Professor da Faculdade de Ciências e Letras da Universidade Estadual Paulista (Unesp), Silvio Yasui tem doutorado em Saúde Pública pela Fundação Oswaldo Cruz, e é um dos profissionais brasileiros que mais se destacam na atenção psicossocial. Psicólogo formado na década de 70, Yasui tem experiência na área de Saúde Coletiva, com ênfase em Saúde Mental, atuando principalmente nos seguintes temas: saúde mental, reforma psiquiátrica, atenção psicossocial, oficinas terapêuticas e Política Nacional de Humanização.

Em entrevista exclusiva ao (En)Cena, Silvio Yasui disse que a indicação de Valencius Wurch Duarte Filho, que tem uma postura pró-manicômio, para administrar a Área Técnica de Saúde Mental do Ministério da Saúde (MS) é um contracenso, pois não corresponde aos esforços que vem sendo feitos na área nos últimos 30 anos. “Como colocar alguém que não compactua com essa política (de humanização e atenção psicossocial) para responder pelo setor?”, questiona Yasui.

O que se pede ::
Transcreva, sem qualquer alteração, a parte do texto sobre Silvio Yasui que se inicia nas palavras "Professor da Faculdade" e se encerra em "Nacional de Humanização.".

Dados de entrada ::
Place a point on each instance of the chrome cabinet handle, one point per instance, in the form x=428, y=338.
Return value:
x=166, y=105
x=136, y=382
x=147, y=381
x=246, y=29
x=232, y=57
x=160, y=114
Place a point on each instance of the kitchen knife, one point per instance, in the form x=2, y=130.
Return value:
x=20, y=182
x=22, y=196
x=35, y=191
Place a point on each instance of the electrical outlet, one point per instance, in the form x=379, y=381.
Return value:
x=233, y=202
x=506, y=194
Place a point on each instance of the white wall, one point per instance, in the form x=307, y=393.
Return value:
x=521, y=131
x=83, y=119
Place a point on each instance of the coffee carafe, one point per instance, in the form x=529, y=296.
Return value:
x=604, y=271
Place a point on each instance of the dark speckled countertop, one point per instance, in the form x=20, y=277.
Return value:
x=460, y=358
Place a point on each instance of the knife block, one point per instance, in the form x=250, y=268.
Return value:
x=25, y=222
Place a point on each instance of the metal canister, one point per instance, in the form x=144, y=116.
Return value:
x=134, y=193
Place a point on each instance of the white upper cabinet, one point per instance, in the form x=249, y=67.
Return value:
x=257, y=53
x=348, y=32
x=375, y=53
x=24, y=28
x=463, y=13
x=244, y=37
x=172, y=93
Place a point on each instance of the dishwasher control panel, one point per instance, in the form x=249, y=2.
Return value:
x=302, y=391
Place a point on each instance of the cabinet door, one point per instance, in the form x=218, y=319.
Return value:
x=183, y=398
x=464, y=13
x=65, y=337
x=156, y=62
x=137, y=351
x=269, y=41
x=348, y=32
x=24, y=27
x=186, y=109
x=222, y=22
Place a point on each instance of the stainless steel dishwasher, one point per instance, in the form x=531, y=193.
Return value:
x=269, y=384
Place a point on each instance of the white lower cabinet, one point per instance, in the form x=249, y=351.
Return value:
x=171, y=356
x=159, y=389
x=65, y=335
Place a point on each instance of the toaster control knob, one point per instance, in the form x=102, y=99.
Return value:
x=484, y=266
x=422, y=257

Resolução do exercício ::
Professor da Faculdade de Ciências e Letras da Universidade Estadual Paulista (Unesp), Silvio Yasui tem doutorado em Saúde Pública pela Fundação Oswaldo Cruz, e é um dos profissionais brasileiros que mais se destacam na atenção psicossocial. Psicólogo formado na década de 70, Yasui tem experiência na área de Saúde Coletiva, com ênfase em Saúde Mental, atuando principalmente nos seguintes temas: saúde mental, reforma psiquiátrica, atenção psicossocial, oficinas terapêuticas e Política Nacional de Humanização.